OBJECTIVE:
Return every line of the data below that contains the word "stubble", copying each such line in full.

RECORDS SUPPLIED:
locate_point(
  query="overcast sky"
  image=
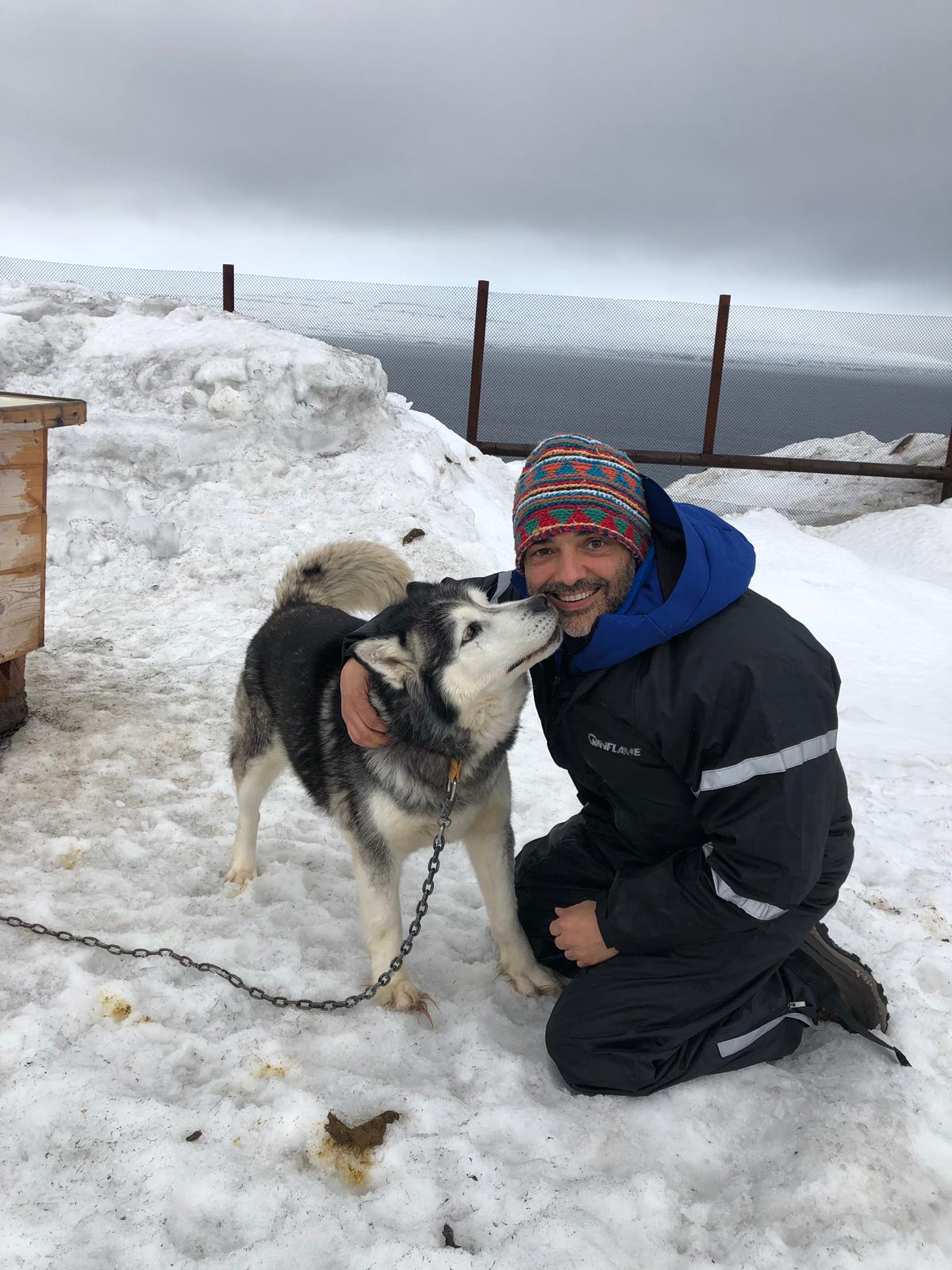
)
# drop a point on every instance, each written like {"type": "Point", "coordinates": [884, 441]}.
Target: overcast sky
{"type": "Point", "coordinates": [791, 152]}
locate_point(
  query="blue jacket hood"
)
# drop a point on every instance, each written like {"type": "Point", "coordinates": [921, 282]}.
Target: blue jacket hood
{"type": "Point", "coordinates": [719, 565]}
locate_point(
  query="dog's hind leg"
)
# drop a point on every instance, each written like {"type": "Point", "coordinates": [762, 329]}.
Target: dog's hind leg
{"type": "Point", "coordinates": [378, 873]}
{"type": "Point", "coordinates": [257, 760]}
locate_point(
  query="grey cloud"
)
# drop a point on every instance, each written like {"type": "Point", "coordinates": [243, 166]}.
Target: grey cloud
{"type": "Point", "coordinates": [812, 133]}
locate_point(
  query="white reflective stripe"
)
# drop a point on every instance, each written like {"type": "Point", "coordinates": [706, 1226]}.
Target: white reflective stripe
{"type": "Point", "coordinates": [758, 908]}
{"type": "Point", "coordinates": [729, 1048]}
{"type": "Point", "coordinates": [503, 581]}
{"type": "Point", "coordinates": [767, 765]}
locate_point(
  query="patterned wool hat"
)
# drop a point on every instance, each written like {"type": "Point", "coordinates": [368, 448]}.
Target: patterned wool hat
{"type": "Point", "coordinates": [575, 484]}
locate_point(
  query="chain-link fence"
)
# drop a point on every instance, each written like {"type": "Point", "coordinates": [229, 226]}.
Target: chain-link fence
{"type": "Point", "coordinates": [876, 387]}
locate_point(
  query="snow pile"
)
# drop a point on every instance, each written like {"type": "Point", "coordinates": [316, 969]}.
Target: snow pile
{"type": "Point", "coordinates": [812, 498]}
{"type": "Point", "coordinates": [224, 421]}
{"type": "Point", "coordinates": [155, 1118]}
{"type": "Point", "coordinates": [181, 359]}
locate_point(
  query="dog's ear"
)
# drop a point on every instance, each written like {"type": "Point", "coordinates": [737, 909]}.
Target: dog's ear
{"type": "Point", "coordinates": [387, 657]}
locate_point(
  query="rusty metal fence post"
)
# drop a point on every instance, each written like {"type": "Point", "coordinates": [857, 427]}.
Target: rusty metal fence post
{"type": "Point", "coordinates": [714, 393]}
{"type": "Point", "coordinates": [479, 344]}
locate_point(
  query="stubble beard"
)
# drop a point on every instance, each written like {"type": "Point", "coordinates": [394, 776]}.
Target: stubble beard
{"type": "Point", "coordinates": [611, 596]}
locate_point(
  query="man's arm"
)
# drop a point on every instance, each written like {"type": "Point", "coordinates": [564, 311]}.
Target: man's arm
{"type": "Point", "coordinates": [761, 759]}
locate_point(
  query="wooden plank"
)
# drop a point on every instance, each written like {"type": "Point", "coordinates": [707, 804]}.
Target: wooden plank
{"type": "Point", "coordinates": [41, 635]}
{"type": "Point", "coordinates": [22, 540]}
{"type": "Point", "coordinates": [21, 408]}
{"type": "Point", "coordinates": [13, 677]}
{"type": "Point", "coordinates": [21, 448]}
{"type": "Point", "coordinates": [21, 491]}
{"type": "Point", "coordinates": [19, 615]}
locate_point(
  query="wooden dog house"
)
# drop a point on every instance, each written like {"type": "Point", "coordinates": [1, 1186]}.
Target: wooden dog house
{"type": "Point", "coordinates": [25, 422]}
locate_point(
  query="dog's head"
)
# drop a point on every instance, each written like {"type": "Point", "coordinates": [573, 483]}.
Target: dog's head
{"type": "Point", "coordinates": [447, 638]}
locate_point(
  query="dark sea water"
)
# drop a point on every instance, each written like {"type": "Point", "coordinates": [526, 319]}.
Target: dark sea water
{"type": "Point", "coordinates": [660, 403]}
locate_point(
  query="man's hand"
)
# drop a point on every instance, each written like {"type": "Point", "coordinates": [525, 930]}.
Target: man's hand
{"type": "Point", "coordinates": [363, 724]}
{"type": "Point", "coordinates": [577, 933]}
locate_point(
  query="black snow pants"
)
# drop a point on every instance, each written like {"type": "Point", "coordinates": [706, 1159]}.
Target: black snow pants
{"type": "Point", "coordinates": [640, 1022]}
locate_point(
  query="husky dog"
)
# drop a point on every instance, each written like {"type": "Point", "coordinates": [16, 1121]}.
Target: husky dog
{"type": "Point", "coordinates": [447, 672]}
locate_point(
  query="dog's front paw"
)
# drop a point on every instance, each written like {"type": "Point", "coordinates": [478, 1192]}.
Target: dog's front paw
{"type": "Point", "coordinates": [404, 995]}
{"type": "Point", "coordinates": [531, 979]}
{"type": "Point", "coordinates": [241, 873]}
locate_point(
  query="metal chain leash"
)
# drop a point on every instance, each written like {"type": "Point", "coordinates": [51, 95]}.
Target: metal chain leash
{"type": "Point", "coordinates": [259, 994]}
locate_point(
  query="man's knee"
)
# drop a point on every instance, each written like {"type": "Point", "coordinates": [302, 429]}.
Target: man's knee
{"type": "Point", "coordinates": [584, 1064]}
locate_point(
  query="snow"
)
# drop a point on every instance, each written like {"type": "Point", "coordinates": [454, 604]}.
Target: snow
{"type": "Point", "coordinates": [881, 344]}
{"type": "Point", "coordinates": [822, 499]}
{"type": "Point", "coordinates": [171, 516]}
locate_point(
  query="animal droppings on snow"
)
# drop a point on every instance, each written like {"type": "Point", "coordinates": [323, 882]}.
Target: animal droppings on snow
{"type": "Point", "coordinates": [270, 1072]}
{"type": "Point", "coordinates": [349, 1151]}
{"type": "Point", "coordinates": [112, 1006]}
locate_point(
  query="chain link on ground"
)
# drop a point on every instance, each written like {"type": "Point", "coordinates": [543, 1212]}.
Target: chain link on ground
{"type": "Point", "coordinates": [259, 994]}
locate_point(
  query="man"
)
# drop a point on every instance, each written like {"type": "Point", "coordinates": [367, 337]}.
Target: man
{"type": "Point", "coordinates": [698, 724]}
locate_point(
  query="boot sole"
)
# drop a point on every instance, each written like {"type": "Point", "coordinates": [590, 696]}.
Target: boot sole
{"type": "Point", "coordinates": [844, 967]}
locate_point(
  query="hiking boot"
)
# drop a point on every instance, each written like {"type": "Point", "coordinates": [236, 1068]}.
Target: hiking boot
{"type": "Point", "coordinates": [854, 983]}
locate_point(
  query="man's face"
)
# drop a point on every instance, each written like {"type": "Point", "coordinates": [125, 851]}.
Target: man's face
{"type": "Point", "coordinates": [583, 575]}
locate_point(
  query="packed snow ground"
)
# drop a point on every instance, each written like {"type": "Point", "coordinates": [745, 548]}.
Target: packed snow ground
{"type": "Point", "coordinates": [171, 516]}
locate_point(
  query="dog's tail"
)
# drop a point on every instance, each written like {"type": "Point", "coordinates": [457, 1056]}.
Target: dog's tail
{"type": "Point", "coordinates": [349, 575]}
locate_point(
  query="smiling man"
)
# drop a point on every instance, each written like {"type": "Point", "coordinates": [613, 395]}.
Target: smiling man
{"type": "Point", "coordinates": [698, 724]}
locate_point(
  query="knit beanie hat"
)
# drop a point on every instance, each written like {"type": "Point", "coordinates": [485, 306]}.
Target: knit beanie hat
{"type": "Point", "coordinates": [575, 484]}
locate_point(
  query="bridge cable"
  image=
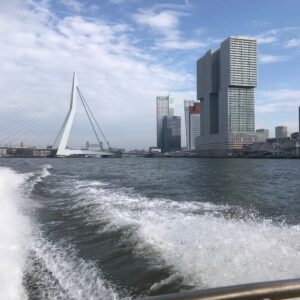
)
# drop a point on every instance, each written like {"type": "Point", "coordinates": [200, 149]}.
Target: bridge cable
{"type": "Point", "coordinates": [82, 98]}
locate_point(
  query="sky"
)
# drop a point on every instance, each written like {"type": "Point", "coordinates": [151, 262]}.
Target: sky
{"type": "Point", "coordinates": [127, 52]}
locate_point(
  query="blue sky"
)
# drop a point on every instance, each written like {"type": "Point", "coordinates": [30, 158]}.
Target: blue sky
{"type": "Point", "coordinates": [126, 52]}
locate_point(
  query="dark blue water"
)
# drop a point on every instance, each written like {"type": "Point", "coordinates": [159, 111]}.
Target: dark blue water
{"type": "Point", "coordinates": [105, 228]}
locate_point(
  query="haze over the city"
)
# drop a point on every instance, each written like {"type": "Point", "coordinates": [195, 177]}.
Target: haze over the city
{"type": "Point", "coordinates": [127, 52]}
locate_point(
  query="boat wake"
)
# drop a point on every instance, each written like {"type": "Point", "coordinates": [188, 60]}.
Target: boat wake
{"type": "Point", "coordinates": [31, 267]}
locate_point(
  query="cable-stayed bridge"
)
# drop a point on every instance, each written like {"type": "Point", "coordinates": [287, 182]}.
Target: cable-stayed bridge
{"type": "Point", "coordinates": [16, 125]}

WRITTEN RESPONSE:
  query="stubble beard"
Target: stubble beard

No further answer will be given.